PAGE:
....................
Questions—(a) Are the regulations regarding abortions adopted by Pennsylvania constitutional? (b) Should Roe v. Wade be overturned?
Decisions—(a) Yes, all are constitutional except for the spousal notification decision; (b) No, the central holding of Roe v. Wade should be reaffirmed.
Reasons—J. O’Connor, J. Kennedy, J. Souter (5–4). These three justices, joined in part by J. Blackmun and J. Stevens, affirmed that “the essential holding of Roe v. Wade should be retained and once again reaffirmed.” This holding consisted of the recognition of the woman’s right to have an abortion without “undue interference from the State” prior to viability, the state’s right to restrict abortions after viability, and the recognition of a state’s interest in pregnancy during the entire process. The three justices writing for the Court traced the right of abortion to the “liberty” interest of the Fourteenth Amendment, going back through a long series of privacy precedents. The articulation of this liberty requires the judicial exercise of “reasoned judgment.” The three justices expressed great concern for the doctrine of stare decisis (adherence to precedents). The decision in Roe had not proved to be “unworkable,” but after two decades, it had created a strong “reliance interest” among women who have built careers around their power to control pregnancies. The Court contrasted the decision in Roe v. Wade to those in Lochner v. New York (1905), recognizing economic due process, and Plessy v. Ferguson (1896), providing for racial segregation. Unlike those cases, they did not believe that Roe was based on disproven theories. The Court’s legitimacy depends on appearing principled, and caving in to popular pressure against Roe would undermine the Court’s power. Unlike the central holding, the trimester formula outlined in Roe could be discarded. The three justices instead outlined an “undue burden” test (introduced in a previous case by O’Connor) that did not recognize the right to an abortion as a fundamental absolute right but one in which the state also had an interest. The majority believed the only provision of the Pennsylvania abortion law that created an undue burden was that of spousal notification, citing numerous studies showing that most wives already notify their husbands and arguing that, for others, such notification might lead to either physical or psychological spousal abuse.
....................
TASK DIRECTIONS: Continue the case summary on the Pennsylvania abortion regulations from where it ends.

MATERIAL:
....................
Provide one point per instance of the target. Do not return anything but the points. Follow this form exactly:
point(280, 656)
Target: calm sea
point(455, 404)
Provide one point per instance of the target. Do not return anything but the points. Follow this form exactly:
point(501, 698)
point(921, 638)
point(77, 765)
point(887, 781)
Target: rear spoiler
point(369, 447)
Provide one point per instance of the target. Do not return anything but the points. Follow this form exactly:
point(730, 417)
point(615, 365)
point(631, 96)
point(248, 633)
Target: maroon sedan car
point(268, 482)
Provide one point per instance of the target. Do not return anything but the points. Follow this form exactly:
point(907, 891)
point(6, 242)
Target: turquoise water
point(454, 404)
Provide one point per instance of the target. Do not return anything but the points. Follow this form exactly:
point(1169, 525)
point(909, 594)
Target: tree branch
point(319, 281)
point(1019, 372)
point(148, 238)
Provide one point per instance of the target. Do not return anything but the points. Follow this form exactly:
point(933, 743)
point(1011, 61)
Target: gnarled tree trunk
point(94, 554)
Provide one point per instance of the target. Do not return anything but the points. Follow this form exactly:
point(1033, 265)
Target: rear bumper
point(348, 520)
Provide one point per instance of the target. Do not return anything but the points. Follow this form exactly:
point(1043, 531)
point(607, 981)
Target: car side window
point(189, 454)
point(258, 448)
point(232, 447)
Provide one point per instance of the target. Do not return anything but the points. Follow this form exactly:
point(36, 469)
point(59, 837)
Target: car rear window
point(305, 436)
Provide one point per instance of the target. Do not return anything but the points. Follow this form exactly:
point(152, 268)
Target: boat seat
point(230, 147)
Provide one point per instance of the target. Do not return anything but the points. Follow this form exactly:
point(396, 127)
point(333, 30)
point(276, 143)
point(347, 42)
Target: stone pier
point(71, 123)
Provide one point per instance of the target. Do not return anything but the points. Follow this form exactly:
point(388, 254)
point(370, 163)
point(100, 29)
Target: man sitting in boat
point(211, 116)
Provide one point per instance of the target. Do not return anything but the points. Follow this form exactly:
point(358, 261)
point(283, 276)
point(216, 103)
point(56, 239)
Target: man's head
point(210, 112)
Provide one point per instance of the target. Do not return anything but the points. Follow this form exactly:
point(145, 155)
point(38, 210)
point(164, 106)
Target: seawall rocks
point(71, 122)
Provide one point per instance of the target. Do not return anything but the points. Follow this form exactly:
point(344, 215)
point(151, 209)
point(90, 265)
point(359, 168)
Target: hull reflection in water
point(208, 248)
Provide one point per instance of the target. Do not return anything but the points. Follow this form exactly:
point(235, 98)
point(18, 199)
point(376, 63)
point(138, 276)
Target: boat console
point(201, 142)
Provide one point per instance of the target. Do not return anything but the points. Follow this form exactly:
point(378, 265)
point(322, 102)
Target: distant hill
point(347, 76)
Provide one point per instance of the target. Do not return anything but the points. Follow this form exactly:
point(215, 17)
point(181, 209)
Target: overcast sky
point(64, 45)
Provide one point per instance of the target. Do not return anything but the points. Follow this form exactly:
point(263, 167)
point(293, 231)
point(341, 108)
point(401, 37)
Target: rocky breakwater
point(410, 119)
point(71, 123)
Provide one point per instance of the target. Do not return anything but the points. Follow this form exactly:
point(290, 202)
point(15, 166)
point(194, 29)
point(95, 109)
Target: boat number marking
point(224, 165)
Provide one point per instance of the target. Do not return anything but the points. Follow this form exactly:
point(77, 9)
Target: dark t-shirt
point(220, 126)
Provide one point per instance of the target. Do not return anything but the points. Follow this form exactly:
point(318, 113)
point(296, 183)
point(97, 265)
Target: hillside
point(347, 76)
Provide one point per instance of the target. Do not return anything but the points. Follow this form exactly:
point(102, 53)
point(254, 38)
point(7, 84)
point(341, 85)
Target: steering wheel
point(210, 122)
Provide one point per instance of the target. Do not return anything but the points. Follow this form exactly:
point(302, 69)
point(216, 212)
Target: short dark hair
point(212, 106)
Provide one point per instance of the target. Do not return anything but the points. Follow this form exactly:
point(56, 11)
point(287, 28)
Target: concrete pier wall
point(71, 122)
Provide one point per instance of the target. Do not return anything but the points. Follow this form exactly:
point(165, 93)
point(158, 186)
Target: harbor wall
....................
RESPONSE:
J. Stevens agreed with the Court’s emphasis on stare decisis but feared that the state’s interest in abortion was not truly secular in nature. He believed that requiring women to be told certain information or requiring that they wait 24 hours for an abortion did impose an undue burden on them. J. Blackmun (the author of Roe v. Wade), also in partial concurrence and partial dissent, praised the courage of the three authors of the Court’s opinion but would subject all abortion restrictions to strict scrutiny and thought that the regulations at issue were all attempts by the state to conscript “women’s bodies into its service, forcing women to continue their pregnancies, suffer the pains of childbirth, and in most instances, provide years of maternal care.” He defended the trimester formula and faulted the chief justice’s dissent for its “stunted conception of individual liberty.”
C.J. Rehnquist accused the majority of retaining the “outer shell” of Roe but of beating “a wholesale retreat from the substance of that case.” He would overrule Roe, leaving the issue to individual states. He argued that this case did not present a real “reliance interest.” He did not think that the Court should rule with a view toward public opinion and faulted the “undue burden” test as being even less precise than the previous “strict scrutiny” formula. Rehnquist favored upholding all parts of the Pennsylvania law.
J. Scalia’s dissent attempted to answer one-by-one the arguments of the Court for adhering to stare decisis in this case and viewed the plurality opinion as an indication that “The Imperial Judiciary lives.” Like Rehnquist, Scalia believed public opinion was irrelevant to judicial decision-making but believed that the Court’s original decision in Roe v. Wade to declare abortion a guaranteed national liberty, rather than leaving the matter at the state level, had largely led to the unrest that the Court was attempting to ignore.